Saved data entries
---
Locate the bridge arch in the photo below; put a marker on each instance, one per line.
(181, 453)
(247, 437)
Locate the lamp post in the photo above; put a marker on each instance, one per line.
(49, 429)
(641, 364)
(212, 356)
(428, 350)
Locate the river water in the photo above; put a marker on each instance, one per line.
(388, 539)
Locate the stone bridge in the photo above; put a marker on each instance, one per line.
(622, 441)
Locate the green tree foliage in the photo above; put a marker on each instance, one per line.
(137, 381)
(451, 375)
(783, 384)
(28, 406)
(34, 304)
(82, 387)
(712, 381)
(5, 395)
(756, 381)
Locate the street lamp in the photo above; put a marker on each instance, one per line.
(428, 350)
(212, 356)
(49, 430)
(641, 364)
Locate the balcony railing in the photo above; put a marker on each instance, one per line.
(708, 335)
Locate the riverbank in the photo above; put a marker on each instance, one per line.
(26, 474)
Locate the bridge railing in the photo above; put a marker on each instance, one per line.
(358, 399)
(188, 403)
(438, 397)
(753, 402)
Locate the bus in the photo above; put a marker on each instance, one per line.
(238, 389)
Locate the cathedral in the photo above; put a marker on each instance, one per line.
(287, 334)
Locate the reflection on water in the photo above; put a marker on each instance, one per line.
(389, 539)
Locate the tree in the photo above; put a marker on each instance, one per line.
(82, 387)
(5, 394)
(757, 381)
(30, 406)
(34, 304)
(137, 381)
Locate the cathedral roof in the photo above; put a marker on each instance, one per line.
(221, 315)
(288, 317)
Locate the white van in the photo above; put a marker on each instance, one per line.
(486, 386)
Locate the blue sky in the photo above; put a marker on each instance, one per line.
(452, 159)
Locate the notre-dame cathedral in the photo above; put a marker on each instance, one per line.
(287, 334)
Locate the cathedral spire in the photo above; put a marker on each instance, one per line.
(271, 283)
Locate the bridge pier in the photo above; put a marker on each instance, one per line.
---
Problem: Transcribe every record above so that nothing differs from the original.

Written answer:
Locate the bridge arch in the photo below; put a marker on each instance, one per line.
(181, 453)
(247, 437)
Locate the lamp post in the photo above; put a marker on each instance, one per line.
(49, 429)
(641, 364)
(212, 356)
(428, 350)
Locate the river water in the photo above; put a marker on each instance, one per line.
(388, 539)
Locate the stone bridge in the photo above; put a marker on each instance, one per line.
(622, 441)
Locate the green tree foliage in the photo above; put a marker on each instance, one per line.
(137, 381)
(451, 375)
(783, 384)
(28, 406)
(34, 304)
(82, 387)
(712, 381)
(5, 395)
(756, 381)
Locate the street lamp in the photo above; put a marker on each instance, one per line.
(428, 350)
(212, 356)
(49, 430)
(641, 364)
Locate the balcony railing in the photo above; put a marker on each instance, one per line.
(708, 335)
Locate the riverbank in the photo above; put a marker on each instance, one per line.
(26, 474)
Locate the bridge railing in the photo above; put a marker on each instance, one per line.
(358, 399)
(188, 403)
(438, 397)
(753, 402)
Locate the bus in the photo above; put a marker on each instance, one per line.
(238, 389)
Locate the cathedral in the photo above; put a marker on each instance, one per line.
(287, 334)
Locate the reflection on water in the photo above; put a marker on each instance, one per line.
(389, 539)
Locate the tree in the photo above; put a marker on each instance, one per line.
(82, 387)
(5, 394)
(757, 381)
(30, 406)
(34, 304)
(137, 381)
Locate the cathedral roof in the photo above; put a marker on each instance, one per line.
(221, 315)
(288, 317)
Locate the white van in the photo above; put a marker on each instance, one per line.
(486, 386)
Locate the blue sky in the photo above; put a marker on each instance, one per line.
(452, 159)
Locate the notre-dame cathedral in the photo above; put a marker on each instance, one per line.
(287, 334)
Locate the cathedral spire in the photo above; put a marker on each instance, one per line.
(271, 283)
Locate the bridge pier in the photo above; put a marker on each instance, one per line.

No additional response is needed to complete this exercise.